* [Provided passage]:
This structure permits the sharing of capabilities among all formats by implementing them as part of the read() routine. Examples of this are automatic file downloading if a valid HTTP URL is detected and the decompression of a number of different archive formats.

Web services provided by data centers around the globe are an important source for waveform data. ObsPy implements clients able to interact with a comprehensive selection of such data centers [20]. A waveform data request will end up being stored in a Stream object so the workflow following the data acquisition is identical no matter the origin of the data.

2.6. Domain-specific convenience methods

A unified internal data representation opens the possibility of defining methods transforming it. With respect to this, ObsPy offers a comprehensive collection of signal processing routines frequently used in seismology by relying heavily on functionality coming with NumPy and SciPy. These are implemented to match the needs seismologists have for a certain processing operation while keeping the data self-consistent. An example of this is the Trace.decimate() method which will apply a filter, decimate the data and adjust the sampling rate metadata of the times series. Caused by the potentially large number of samples, most operations are implemented as in-place modifications of the Stream and Trace objects.

Most processing methods are defined on a single Trace; the same methods on the Stream objects will call the corresponding method on each of their Trace children. This allows for a natural handling of three and more component data. A number of methods are specific to Stream methods. Consult table 1 for a selection of available signal processing routines.

Table 1.  Selection of processing methods for the Stream and Trace objects. Most Trace methods are also available on the Stream objects which will apply the chosen method to all their children.

* [Provided information]:
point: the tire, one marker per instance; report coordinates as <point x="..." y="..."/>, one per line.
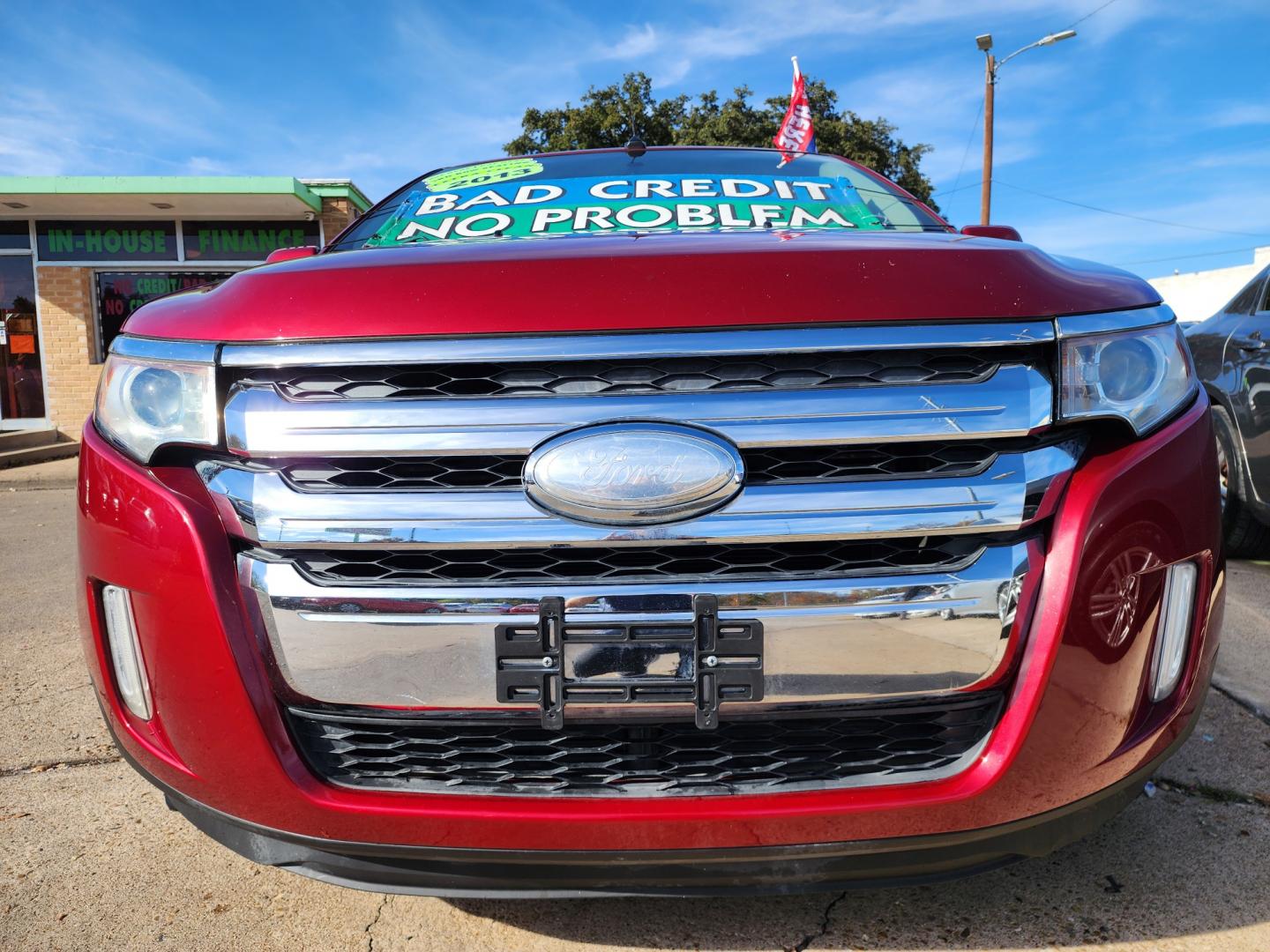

---

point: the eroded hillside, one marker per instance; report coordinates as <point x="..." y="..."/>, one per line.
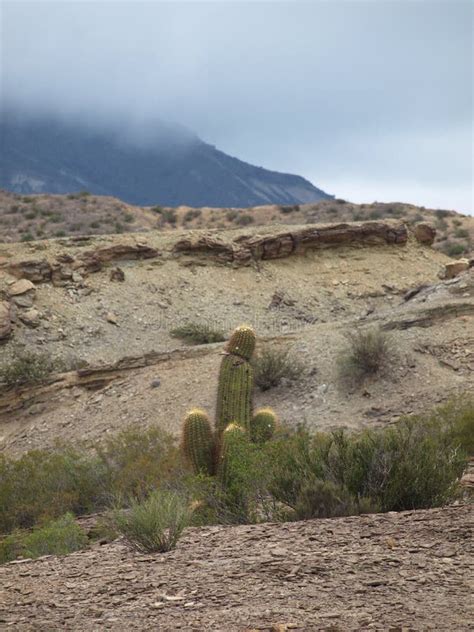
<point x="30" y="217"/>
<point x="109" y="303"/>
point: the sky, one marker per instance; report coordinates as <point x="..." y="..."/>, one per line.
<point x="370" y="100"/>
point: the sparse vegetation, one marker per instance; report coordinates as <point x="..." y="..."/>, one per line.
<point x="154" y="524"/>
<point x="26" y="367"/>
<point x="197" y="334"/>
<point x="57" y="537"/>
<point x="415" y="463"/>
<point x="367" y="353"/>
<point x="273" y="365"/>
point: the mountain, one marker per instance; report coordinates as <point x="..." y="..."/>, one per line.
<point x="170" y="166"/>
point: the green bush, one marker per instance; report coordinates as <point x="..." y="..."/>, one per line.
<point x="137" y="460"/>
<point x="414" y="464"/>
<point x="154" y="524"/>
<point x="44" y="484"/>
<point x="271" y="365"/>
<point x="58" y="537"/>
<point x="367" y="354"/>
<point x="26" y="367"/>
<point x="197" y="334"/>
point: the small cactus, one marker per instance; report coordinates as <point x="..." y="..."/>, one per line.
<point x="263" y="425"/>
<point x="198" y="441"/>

* [Short exercise]:
From the ObsPy passage, list every action that the Trace.decimate() method performs.

* [Task answer]:
- Applies a filter
- Decimates the data
- Adjusts the sampling rate metadata of the time series